WHAT TO WORK ON –
Please repeat the lines below exactly. Begin with the line containing "For every <instance>, give" and go on through the line containing "negative clicks: (167, 134)".

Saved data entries

· · · · ·

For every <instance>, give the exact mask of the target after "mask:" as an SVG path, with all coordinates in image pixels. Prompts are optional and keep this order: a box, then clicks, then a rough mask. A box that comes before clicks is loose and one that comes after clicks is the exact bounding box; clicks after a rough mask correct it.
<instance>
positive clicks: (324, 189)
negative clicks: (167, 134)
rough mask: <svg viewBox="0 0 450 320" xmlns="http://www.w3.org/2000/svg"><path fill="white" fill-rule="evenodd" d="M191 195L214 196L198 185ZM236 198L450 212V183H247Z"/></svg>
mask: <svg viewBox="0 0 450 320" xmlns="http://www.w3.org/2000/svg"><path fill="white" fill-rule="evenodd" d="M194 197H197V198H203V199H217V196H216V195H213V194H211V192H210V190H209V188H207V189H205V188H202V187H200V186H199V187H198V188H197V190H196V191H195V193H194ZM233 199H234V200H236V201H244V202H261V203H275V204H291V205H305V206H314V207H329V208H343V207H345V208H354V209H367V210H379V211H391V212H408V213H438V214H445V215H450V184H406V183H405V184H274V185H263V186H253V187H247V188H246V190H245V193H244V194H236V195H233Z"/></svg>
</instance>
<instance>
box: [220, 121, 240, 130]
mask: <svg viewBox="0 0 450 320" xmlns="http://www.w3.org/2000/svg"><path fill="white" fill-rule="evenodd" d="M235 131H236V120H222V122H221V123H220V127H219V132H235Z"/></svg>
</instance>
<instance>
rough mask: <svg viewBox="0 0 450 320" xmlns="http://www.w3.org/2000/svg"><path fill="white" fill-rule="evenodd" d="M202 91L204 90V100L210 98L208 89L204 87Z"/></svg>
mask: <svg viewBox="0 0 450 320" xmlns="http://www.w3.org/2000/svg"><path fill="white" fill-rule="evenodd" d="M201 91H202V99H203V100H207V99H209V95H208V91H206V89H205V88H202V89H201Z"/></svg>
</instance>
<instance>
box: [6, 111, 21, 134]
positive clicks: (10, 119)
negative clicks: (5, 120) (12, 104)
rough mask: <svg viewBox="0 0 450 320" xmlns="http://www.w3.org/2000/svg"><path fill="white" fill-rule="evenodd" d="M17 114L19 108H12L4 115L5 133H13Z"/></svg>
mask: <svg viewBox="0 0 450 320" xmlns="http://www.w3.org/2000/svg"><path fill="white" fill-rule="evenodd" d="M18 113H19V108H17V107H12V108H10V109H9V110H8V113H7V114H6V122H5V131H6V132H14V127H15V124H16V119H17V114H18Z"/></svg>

· · · · ·

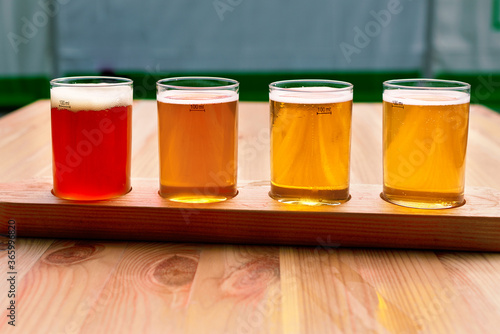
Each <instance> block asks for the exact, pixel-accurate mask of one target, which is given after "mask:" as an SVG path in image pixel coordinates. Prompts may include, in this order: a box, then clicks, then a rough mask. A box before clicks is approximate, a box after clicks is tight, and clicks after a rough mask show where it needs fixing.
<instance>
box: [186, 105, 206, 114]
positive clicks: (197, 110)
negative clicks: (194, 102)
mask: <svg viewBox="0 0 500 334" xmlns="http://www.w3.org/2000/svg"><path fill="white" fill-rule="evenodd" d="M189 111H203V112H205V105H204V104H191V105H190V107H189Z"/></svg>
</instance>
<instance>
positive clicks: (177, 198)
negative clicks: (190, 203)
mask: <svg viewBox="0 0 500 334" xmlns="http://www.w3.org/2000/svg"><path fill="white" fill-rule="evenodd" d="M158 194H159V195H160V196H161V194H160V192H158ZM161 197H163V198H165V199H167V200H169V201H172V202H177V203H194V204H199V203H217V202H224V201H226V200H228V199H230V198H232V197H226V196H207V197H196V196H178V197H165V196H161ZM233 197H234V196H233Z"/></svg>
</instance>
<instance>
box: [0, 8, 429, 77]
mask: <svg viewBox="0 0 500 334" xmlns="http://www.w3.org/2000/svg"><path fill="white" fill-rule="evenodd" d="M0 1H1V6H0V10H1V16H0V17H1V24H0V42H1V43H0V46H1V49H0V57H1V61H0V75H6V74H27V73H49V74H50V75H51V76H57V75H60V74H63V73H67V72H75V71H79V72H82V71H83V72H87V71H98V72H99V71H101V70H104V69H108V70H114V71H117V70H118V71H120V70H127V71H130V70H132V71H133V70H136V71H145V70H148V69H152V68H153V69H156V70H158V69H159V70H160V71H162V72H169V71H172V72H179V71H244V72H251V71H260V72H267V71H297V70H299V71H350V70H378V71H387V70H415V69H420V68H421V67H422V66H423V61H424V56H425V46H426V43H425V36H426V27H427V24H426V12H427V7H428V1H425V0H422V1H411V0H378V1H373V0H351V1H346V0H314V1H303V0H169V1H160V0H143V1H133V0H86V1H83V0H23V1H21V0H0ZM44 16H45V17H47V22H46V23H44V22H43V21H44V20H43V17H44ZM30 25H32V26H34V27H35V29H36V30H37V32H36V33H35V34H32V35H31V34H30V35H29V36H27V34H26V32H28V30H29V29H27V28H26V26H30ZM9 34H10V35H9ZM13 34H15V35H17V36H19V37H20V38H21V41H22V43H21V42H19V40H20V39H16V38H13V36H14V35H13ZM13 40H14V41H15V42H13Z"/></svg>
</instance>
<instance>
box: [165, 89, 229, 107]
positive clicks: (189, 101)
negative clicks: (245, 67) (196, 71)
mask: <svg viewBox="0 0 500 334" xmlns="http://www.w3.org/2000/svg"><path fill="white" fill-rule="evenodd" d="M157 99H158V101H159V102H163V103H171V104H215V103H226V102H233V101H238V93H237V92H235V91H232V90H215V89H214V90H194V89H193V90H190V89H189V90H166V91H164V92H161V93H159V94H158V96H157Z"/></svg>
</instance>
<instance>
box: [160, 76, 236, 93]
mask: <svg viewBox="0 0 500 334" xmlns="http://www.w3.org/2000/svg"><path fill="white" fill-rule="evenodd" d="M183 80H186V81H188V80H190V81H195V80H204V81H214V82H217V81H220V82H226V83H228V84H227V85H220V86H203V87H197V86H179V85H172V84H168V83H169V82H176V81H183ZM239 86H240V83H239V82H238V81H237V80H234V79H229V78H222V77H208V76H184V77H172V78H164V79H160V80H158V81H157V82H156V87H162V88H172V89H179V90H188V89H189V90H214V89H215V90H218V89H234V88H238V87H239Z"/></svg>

· · · · ·

WRITTEN REPLY –
For every <instance>, give the exact mask of the target after "mask:" as an SVG path, with all coordinates in image pixels. Prompts are optional and keep this order: a box, then clicks, then a rough mask. A box that comes before clicks is loose and one that comes after clicks is the exact bounding box; clicks after a rough mask correct it.
<instance>
positive clicks: (324, 189)
negative clicks: (167, 134)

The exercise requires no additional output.